→ **Task to complete**
Rewrite all of the records, substituting "example" for every "sample" and leaving everything else unchanged.

→ **Entries supplied**
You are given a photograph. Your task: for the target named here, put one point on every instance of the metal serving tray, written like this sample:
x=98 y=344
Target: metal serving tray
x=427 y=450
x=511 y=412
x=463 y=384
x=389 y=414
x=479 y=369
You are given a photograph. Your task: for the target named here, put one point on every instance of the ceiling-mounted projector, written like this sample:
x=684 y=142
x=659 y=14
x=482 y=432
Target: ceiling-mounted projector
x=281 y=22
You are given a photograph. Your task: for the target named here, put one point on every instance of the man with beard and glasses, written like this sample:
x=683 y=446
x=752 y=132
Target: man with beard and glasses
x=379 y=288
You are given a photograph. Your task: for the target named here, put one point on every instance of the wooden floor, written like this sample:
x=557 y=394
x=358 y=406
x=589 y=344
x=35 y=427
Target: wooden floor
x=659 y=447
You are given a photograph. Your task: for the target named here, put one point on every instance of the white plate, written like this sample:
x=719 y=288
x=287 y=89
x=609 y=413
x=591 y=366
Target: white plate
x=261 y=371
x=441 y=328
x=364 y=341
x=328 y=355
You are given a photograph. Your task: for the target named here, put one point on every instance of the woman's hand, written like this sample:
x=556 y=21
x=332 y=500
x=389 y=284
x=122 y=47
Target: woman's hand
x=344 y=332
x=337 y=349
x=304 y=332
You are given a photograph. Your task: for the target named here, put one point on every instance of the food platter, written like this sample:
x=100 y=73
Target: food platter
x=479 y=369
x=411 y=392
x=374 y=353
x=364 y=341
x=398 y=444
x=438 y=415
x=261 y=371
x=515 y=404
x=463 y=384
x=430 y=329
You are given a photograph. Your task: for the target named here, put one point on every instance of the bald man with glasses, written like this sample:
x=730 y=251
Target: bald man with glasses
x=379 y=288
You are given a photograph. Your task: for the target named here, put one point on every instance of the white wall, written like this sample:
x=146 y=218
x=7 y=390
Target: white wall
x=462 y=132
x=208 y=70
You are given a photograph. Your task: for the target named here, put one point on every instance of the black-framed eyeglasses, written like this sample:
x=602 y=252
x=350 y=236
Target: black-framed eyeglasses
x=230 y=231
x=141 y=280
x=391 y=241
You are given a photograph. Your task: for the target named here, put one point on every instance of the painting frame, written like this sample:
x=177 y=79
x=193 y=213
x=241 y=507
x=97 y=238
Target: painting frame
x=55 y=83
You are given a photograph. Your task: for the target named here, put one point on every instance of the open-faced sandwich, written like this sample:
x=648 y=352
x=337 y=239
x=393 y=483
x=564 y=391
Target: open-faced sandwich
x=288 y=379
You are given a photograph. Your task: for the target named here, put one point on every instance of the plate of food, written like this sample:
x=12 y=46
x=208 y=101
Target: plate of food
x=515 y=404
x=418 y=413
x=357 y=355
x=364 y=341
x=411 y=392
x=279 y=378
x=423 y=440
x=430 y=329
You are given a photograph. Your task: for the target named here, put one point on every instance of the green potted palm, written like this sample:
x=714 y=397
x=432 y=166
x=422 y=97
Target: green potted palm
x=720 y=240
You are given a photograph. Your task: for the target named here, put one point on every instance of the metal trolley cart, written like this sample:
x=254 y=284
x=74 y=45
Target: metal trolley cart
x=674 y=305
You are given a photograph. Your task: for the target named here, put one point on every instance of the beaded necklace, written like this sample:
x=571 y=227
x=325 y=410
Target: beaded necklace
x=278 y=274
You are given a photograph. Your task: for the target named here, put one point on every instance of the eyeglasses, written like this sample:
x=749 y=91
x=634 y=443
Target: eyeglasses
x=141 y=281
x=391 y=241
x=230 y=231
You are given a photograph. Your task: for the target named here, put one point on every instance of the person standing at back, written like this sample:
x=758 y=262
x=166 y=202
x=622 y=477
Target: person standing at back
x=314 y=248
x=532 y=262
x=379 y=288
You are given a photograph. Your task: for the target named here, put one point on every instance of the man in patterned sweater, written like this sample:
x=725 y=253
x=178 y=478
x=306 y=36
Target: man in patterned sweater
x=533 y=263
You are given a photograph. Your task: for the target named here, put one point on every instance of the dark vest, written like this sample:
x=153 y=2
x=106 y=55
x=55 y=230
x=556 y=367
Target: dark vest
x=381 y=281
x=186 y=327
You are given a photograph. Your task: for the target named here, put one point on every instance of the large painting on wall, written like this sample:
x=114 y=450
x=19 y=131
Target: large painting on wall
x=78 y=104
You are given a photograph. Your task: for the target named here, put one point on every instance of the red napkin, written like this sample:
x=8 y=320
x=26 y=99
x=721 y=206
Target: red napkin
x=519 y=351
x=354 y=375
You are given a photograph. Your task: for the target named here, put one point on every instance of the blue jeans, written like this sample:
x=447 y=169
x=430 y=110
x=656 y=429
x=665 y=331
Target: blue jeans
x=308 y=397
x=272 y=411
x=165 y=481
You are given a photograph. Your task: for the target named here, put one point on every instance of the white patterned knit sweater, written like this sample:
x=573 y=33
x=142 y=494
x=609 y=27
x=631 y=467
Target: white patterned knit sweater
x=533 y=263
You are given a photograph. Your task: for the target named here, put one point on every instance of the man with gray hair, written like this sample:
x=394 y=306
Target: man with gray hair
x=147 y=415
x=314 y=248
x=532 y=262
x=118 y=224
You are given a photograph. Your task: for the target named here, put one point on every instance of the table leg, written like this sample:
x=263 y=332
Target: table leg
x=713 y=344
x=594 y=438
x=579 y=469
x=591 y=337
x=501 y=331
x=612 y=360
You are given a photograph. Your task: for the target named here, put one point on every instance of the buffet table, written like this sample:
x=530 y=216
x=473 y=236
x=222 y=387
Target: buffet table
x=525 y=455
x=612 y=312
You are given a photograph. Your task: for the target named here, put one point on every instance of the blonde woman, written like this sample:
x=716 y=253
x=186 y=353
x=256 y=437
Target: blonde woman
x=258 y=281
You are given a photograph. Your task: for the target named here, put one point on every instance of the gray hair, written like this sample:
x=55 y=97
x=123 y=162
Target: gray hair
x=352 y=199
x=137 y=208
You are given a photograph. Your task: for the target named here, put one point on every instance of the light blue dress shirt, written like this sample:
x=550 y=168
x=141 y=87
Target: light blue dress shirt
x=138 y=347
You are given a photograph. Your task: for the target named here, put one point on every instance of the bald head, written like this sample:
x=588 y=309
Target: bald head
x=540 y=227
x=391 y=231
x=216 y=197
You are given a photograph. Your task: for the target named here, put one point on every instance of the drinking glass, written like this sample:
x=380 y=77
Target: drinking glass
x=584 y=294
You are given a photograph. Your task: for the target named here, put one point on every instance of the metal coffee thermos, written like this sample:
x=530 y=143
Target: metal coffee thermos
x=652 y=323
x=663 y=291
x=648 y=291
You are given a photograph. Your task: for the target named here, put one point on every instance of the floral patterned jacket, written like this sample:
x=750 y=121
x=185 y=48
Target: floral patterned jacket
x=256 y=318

→ **Exercise answer**
You are given a photograph. Your task: for the target named here, put one point on every instance of the metal serving tray, written like this example:
x=98 y=344
Target: metal serving tray
x=427 y=450
x=511 y=412
x=463 y=384
x=389 y=414
x=479 y=369
You are given a photograph. Your task: for the target named here, put one point on every instance of the ceiling-mounted projector, written like this example:
x=684 y=142
x=659 y=14
x=482 y=432
Target: ceiling-mounted projector
x=281 y=22
You are given a photograph. Your task: for the target named here, put one point on every instance of the man with beard and glasses, written like this example:
x=683 y=446
x=752 y=132
Target: man with beard and glasses
x=379 y=288
You are given a photograph. Your task: for the target named here, put one point on every instance of the wooden floor, written like this example:
x=557 y=394
x=358 y=406
x=589 y=344
x=35 y=427
Target: wooden floor
x=659 y=447
You are given a photograph. Your task: for the target named here, put one point on every instance of the white plate, written like this example:
x=719 y=288
x=287 y=89
x=609 y=413
x=591 y=366
Target: white plate
x=261 y=371
x=441 y=328
x=364 y=341
x=328 y=355
You are given a photograph. Your task: for the target named here, put one point on every instance of the woman's hand, written like this example:
x=556 y=21
x=332 y=500
x=389 y=284
x=122 y=47
Target: woman's hand
x=344 y=332
x=337 y=349
x=304 y=332
You are given a photograph. Your task: for the target named here, put one point on every instance of the food platter, written like this example:
x=100 y=73
Target: food platter
x=479 y=369
x=411 y=392
x=374 y=353
x=364 y=341
x=398 y=444
x=438 y=415
x=261 y=371
x=515 y=404
x=463 y=384
x=430 y=329
You are given a photograph. Your task: for the target named here, put one point on every instance of the bald man with glasses, written like this example:
x=730 y=251
Target: bald man with glasses
x=379 y=288
You are given a photograph. Your task: for the target named here, put one point on every instance of the white wall, written like this example:
x=146 y=218
x=7 y=390
Target: white wall
x=462 y=132
x=208 y=70
You are given a photograph. Your task: for the target named here, put one point on every instance of the black-framed eyeglasses, written like this example:
x=602 y=252
x=350 y=236
Target: black-framed eyeglasses
x=230 y=231
x=141 y=280
x=391 y=241
You are given a photograph. Your task: for the target named here, put one point on every instance of the painting frame, written like this example:
x=177 y=79
x=193 y=213
x=241 y=507
x=97 y=238
Target: painting frame
x=55 y=83
You are given a photograph. Your task: for the target named here, put one point on every instance of the open-faced sandwich, written like this example:
x=648 y=352
x=337 y=239
x=393 y=483
x=564 y=391
Target: open-faced sandwich
x=288 y=379
You are given a photograph. Your task: for the target named here, put one point on every instance of the plate of food, written like this example:
x=12 y=46
x=208 y=101
Target: plate of food
x=515 y=404
x=418 y=413
x=357 y=355
x=364 y=341
x=411 y=392
x=279 y=378
x=423 y=440
x=430 y=329
You are given a photograph. Your task: for the target named here, put one point on every instance of the green potted palm, written like this example:
x=714 y=397
x=432 y=166
x=422 y=97
Target: green potted palm
x=720 y=240
You are given a photograph. Your task: for the target named here, put one point on every instance of the metal trolley cart, written like this example:
x=254 y=284
x=74 y=45
Target: metal trolley cart
x=674 y=305
You are given a photograph. Your task: for the target named here, put one point on every instance of the beaded necklace, written like this example:
x=571 y=227
x=325 y=410
Target: beaded necklace
x=278 y=274
You are given a photograph. Your task: for the target named here, put one point on every instance of the eyeglasses, written like this example:
x=749 y=91
x=634 y=443
Target: eyeglasses
x=141 y=281
x=391 y=241
x=230 y=231
You are given a photograph. Your task: for the target named here, put one point on every instance of the person standing at back, written like this example:
x=758 y=262
x=166 y=202
x=622 y=477
Target: person standing at back
x=314 y=248
x=532 y=262
x=379 y=288
You are given a photograph. Your task: for the target named here, put one point on every instance of the man in patterned sweater, written like this example:
x=725 y=253
x=178 y=478
x=306 y=36
Target: man in patterned sweater
x=533 y=263
You are given a photograph. Your task: for the target named here, put one point on every instance of the dark vest, written like this example:
x=153 y=2
x=106 y=55
x=55 y=230
x=556 y=367
Target: dark vest
x=381 y=281
x=186 y=327
You are given a photograph. Your task: for the target named here, put one point on every instance of the large painting on wall, written like this example:
x=114 y=450
x=19 y=131
Target: large painting on wall
x=78 y=104
You are given a photograph. Your task: for the target named here, put one point on every instance of the red napkin, written like this example:
x=8 y=320
x=26 y=99
x=721 y=206
Target: red napkin
x=519 y=351
x=354 y=375
You are given a photograph. Your task: for the target named here, put one point on every instance of the blue jeans, written like this example:
x=447 y=169
x=430 y=110
x=656 y=429
x=665 y=331
Target: blue jeans
x=308 y=397
x=272 y=411
x=165 y=481
You are given a photograph. Your task: for the target named here, put one point on every instance of the white patterned knit sweater, written like this example:
x=573 y=33
x=142 y=494
x=609 y=27
x=631 y=467
Target: white patterned knit sweater
x=533 y=263
You are given a photograph. Your task: for the target named here, put one point on every instance of the man with gray hair, written like this example:
x=394 y=306
Target: man with gray hair
x=147 y=415
x=314 y=248
x=532 y=262
x=118 y=224
You are given a photograph. Your task: for the target named here, put one point on every instance of the table leg, written like this example:
x=263 y=332
Target: table leg
x=713 y=344
x=594 y=438
x=579 y=469
x=591 y=337
x=501 y=331
x=612 y=360
You are given a photograph. Your task: for the target named here, put one point on every instance of the buffet table, written like this example:
x=530 y=216
x=473 y=236
x=222 y=387
Target: buffet table
x=525 y=455
x=612 y=312
You are given a photograph. Your task: for the target named here, put one point on every instance of the blonde woman, written like this example:
x=716 y=253
x=186 y=353
x=256 y=437
Target: blonde woman
x=258 y=281
You are given a photograph. Your task: for the target named here, put one point on every instance of the gray hair, written like this example:
x=55 y=97
x=123 y=162
Target: gray hair
x=352 y=199
x=137 y=208
You are given a photograph. Your task: for the target named here, put one point on every instance of the light blue dress shirt, written like this example:
x=550 y=168
x=141 y=87
Target: light blue dress shirt
x=138 y=347
You are given a photograph. Your task: for the target named here, put one point on every instance of the bald head, written like this example:
x=588 y=309
Target: bald head
x=540 y=227
x=391 y=231
x=216 y=197
You are given a photograph. Your task: for the target named here, put one point on every instance of the drinking glass, written like this example:
x=380 y=77
Target: drinking glass
x=584 y=294
You are given a photograph. Your task: for the target named here, put one point on every instance of the metal coffee thermos, written like this example:
x=530 y=143
Target: metal coffee thermos
x=652 y=323
x=663 y=291
x=648 y=291
You are given a photograph. Your task: for the target named here, put one point on every instance of the floral patterned jacket, written like this example:
x=750 y=121
x=185 y=48
Target: floral patterned jacket
x=256 y=318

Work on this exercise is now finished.